Mitchell's per-game averages lowered in four of the five major statistical categories from his freshman season: 13.0 points (down from 14.7), 8.5 rebounds (down from 10.3), 0.8 assists (down from 1.6), and 2.7 blocks (down from 3.0). Only his steals per game average increased, going from 0.9 as a freshman to 1.0 in his second year. Additionally, the North Texas squad managed just a 12–20 overall record (7–13 in conference) after being selected as the preseason Sun Belt Conference champions. Midway through the season, Bleacher Report wrote an article which questioned Mitchell's ability to lead a team, noting that a player of his caliber should have been a bigger factor in games played in a mid-major conference. The article also said that his All-American candidacy took a severe blow, and that his per game averages would be more impressive if he played for a stronger Division I program.

==Professional career==

===Detroit Pistons (2013–2014)===
With a college postseason invitation not occurring, Mitchell decided to be the first underclassman to declare for the 2013 NBA draft. He was the first North Texas player to be drafted in the NBA since the Dallas Mavericks drafted John Horrocks in 1984. Mitchell was drafted by the Detroit Pistons with the 37th overall pick in the draft. He was also the highest North Texas player to be drafted in the NBA, ahead of Kenneth Lyons in 1983 (47th overall). On July 19, 2013, he signed with the Pistons. When the 2013 rookie class convened for its annual photo shoot and filled out its NBA.com Rookie Survey, the class voted Mitchell as the most athletic.

On December 26, 2013, Mitchell was assigned to the Fort Wayne Mad Ants. On January 13, 2014, he was recalled by the Pistons. On January 31, 2014, he was reassigned to the Mad Ants. He was later recalled in February 2014. While not making an appearance for the Pistons in the 2014–15 season, Mitchell was assigned multiple times to the Grand Rapids Drive.

* * * * * * *

▸ JOBS
1. Using the passage on Mitchell's basketball career, say whether each statement agrees with it: (a) Mitchell's steals per game rose in his second college year; (b) North Texas was picked as the preseason Sun Belt Conference champions; (c) Mitchell was drafted by the Dallas Mavericks. Answer yes or no for each and quote the words that decide it.
2. According to the passage on Mitchell's basketball career, what did the 2013 rookie class vote him?

Entries taken from a collection
* * * * * * *

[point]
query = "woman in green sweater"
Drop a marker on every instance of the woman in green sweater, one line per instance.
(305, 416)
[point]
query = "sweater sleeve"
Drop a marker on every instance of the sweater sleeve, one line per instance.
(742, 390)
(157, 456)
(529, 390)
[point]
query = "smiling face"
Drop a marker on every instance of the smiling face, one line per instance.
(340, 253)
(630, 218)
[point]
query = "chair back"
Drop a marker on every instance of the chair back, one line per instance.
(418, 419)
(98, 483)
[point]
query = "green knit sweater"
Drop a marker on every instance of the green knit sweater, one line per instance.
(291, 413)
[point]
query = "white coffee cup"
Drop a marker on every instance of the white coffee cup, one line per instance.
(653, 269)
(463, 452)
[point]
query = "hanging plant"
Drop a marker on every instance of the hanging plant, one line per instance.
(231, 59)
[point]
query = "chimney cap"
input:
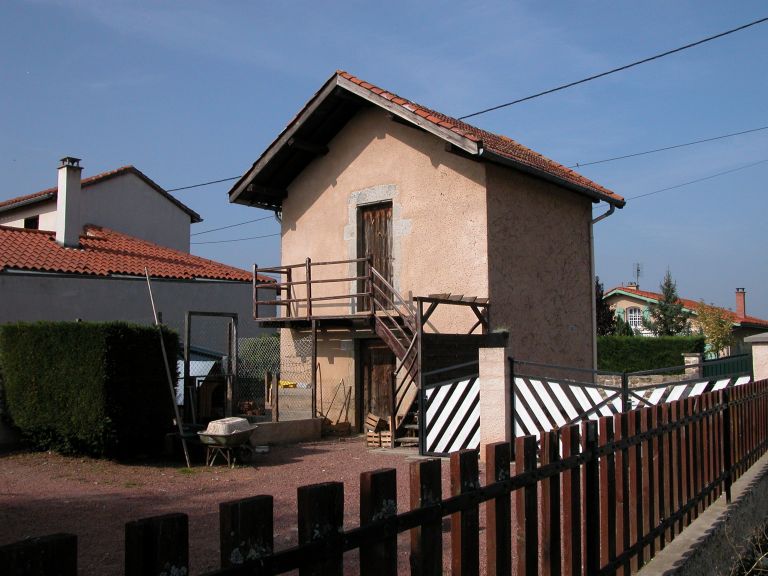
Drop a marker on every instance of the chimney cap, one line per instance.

* * * * * * *

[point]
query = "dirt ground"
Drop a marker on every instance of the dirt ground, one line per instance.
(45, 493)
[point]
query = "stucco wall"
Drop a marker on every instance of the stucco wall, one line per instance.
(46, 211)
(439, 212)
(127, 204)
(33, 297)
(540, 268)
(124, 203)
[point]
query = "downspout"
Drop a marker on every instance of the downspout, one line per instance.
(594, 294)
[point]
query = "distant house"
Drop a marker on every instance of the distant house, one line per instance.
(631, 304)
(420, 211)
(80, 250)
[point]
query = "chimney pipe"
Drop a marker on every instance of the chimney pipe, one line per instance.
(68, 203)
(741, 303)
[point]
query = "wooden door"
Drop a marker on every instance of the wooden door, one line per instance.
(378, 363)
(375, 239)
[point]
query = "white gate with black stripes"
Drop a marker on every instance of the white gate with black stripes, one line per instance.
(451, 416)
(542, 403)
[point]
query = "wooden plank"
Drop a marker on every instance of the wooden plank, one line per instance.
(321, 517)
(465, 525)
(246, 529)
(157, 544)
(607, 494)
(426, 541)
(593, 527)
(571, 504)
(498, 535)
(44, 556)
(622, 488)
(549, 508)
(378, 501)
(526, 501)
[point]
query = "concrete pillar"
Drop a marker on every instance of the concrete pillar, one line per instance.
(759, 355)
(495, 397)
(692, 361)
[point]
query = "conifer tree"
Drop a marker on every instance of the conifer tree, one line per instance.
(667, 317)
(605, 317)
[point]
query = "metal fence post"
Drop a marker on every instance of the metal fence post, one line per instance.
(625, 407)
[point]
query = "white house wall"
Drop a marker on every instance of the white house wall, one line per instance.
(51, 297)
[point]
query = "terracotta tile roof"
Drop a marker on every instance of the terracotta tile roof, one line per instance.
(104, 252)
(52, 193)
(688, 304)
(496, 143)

* * * * * * *

▸ THE RESPONSES
1.
(a) Yes: "Only his steals per game average increased, going from 0.9 as a freshman to 1.0 in his second year."
(b) Yes: "after being selected as the preseason Sun Belt Conference champions"
(c) No: "Mitchell was drafted by the Detroit Pistons with the 37th overall pick in the draft."

2. The most athletic.